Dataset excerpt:
-=-=-
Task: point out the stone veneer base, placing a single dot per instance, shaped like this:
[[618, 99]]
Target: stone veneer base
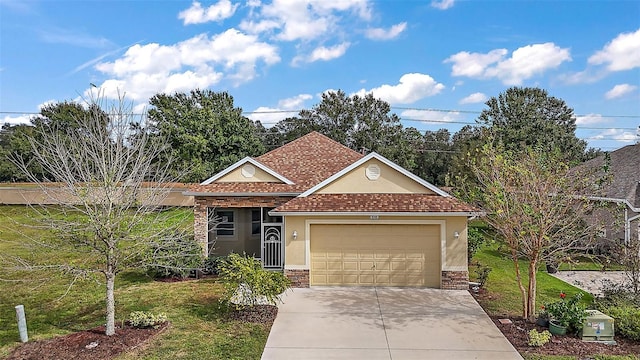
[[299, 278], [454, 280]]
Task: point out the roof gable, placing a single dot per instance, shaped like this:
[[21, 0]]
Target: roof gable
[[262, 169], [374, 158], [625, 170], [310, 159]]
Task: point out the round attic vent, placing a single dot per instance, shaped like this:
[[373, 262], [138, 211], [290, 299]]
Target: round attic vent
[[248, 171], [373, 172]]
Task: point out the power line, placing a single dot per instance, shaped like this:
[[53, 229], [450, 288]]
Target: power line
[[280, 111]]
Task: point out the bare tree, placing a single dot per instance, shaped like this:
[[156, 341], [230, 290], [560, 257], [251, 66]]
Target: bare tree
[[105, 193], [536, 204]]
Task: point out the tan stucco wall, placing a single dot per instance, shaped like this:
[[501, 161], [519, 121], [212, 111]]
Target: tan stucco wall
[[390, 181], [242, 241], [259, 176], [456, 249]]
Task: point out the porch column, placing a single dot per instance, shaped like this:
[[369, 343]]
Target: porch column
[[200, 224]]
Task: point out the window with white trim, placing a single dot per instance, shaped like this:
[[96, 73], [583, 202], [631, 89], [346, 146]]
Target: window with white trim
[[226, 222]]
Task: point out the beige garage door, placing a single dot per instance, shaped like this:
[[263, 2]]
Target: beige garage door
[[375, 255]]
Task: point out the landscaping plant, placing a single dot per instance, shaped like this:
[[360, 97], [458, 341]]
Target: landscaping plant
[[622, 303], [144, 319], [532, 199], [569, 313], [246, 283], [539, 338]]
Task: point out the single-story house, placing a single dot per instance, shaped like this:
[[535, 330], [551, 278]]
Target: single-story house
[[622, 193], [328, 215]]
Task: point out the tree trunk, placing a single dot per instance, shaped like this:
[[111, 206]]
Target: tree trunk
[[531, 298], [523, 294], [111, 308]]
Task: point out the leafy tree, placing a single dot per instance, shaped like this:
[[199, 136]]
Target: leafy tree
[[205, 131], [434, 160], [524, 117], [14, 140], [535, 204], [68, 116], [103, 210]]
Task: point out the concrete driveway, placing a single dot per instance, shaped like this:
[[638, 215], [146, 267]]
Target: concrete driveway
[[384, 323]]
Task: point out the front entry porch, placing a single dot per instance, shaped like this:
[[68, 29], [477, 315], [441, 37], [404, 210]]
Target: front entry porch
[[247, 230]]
-=-=-
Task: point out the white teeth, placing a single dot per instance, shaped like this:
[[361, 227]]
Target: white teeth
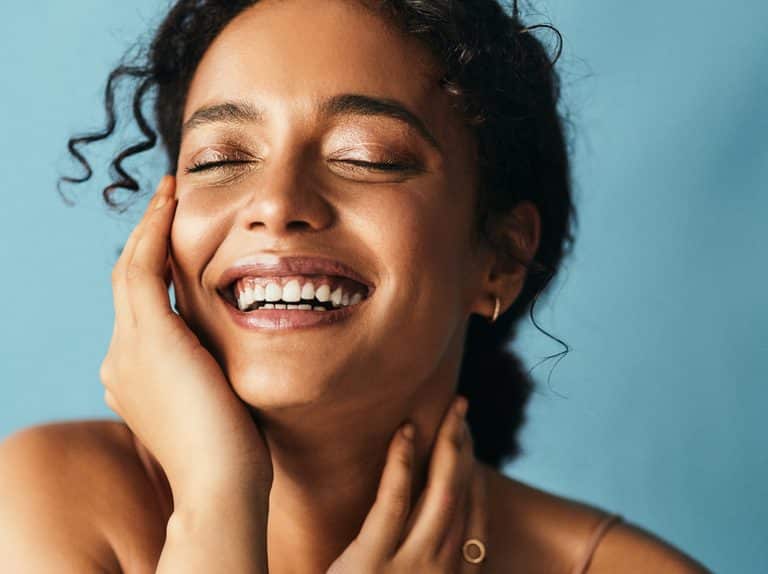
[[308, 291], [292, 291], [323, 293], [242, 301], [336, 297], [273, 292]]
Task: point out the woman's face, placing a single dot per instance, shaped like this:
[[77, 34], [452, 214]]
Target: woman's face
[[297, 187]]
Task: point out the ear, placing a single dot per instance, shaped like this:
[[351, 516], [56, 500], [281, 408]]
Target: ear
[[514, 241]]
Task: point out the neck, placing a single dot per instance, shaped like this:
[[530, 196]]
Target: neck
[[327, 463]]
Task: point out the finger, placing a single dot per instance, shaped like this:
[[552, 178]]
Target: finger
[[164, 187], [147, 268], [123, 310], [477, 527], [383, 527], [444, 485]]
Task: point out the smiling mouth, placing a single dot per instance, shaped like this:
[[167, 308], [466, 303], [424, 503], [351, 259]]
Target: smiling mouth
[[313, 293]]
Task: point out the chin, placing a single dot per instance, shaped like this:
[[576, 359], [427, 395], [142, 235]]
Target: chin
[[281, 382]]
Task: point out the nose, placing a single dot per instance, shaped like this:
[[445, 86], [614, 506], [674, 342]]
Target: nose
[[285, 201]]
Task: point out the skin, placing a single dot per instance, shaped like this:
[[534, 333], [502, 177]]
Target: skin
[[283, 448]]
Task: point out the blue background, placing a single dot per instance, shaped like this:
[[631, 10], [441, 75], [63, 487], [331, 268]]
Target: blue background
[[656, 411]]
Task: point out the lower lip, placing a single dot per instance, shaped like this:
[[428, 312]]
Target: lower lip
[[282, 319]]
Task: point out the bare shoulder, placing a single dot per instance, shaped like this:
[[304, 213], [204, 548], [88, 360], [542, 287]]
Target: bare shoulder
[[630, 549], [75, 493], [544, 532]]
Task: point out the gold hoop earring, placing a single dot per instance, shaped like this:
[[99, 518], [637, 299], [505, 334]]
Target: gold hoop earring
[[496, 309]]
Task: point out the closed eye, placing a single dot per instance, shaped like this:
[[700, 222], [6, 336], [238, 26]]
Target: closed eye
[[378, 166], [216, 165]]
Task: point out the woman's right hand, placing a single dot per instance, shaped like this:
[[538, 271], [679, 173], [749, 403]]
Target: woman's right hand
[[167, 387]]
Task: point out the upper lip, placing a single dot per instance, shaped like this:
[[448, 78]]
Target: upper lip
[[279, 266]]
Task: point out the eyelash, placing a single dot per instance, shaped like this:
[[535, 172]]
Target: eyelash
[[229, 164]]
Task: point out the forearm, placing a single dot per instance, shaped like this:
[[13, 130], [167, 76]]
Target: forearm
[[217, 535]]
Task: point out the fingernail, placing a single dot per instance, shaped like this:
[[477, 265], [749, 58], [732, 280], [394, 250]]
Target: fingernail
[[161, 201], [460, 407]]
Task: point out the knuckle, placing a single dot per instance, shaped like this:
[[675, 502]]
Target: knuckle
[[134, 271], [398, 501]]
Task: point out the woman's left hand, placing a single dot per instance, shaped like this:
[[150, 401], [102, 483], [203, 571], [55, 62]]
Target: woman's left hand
-=-=-
Exercise brief: Rename "round attic vent" to "circular attic vent" in the material, starting at the line containing "Task: point out the roof" and ending at the line containing "[[280, 111]]". Reproduce only those lines, changing nothing else.

Task solution:
Task: point out the roof gable, placing a single dot per instance, shaped like this:
[[21, 0]]
Target: roof gable
[[262, 169], [374, 158], [625, 170], [310, 159]]
Task: point out the circular attic vent, placing a single dot per instance, shaped like this:
[[373, 262], [138, 211], [290, 299]]
Target: circular attic vent
[[248, 171], [373, 172]]
Task: point out the power line, placing a single dot per instance, shaped like this:
[[53, 229], [450, 288]]
Target: power line
[[280, 111]]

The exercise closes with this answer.